### Task item
All of the records need to be retyped exactly, with no line dropped.

(Data under study Opens)

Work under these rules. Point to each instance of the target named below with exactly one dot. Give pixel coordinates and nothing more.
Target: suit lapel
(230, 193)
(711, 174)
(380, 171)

(Data under study Closes)

### Exercise response
Work under these rules. Point to each instance of the target named below with exactly one dot. Give pixel coordinates and nothing more.
Target: suit lapel
(230, 193)
(711, 174)
(380, 171)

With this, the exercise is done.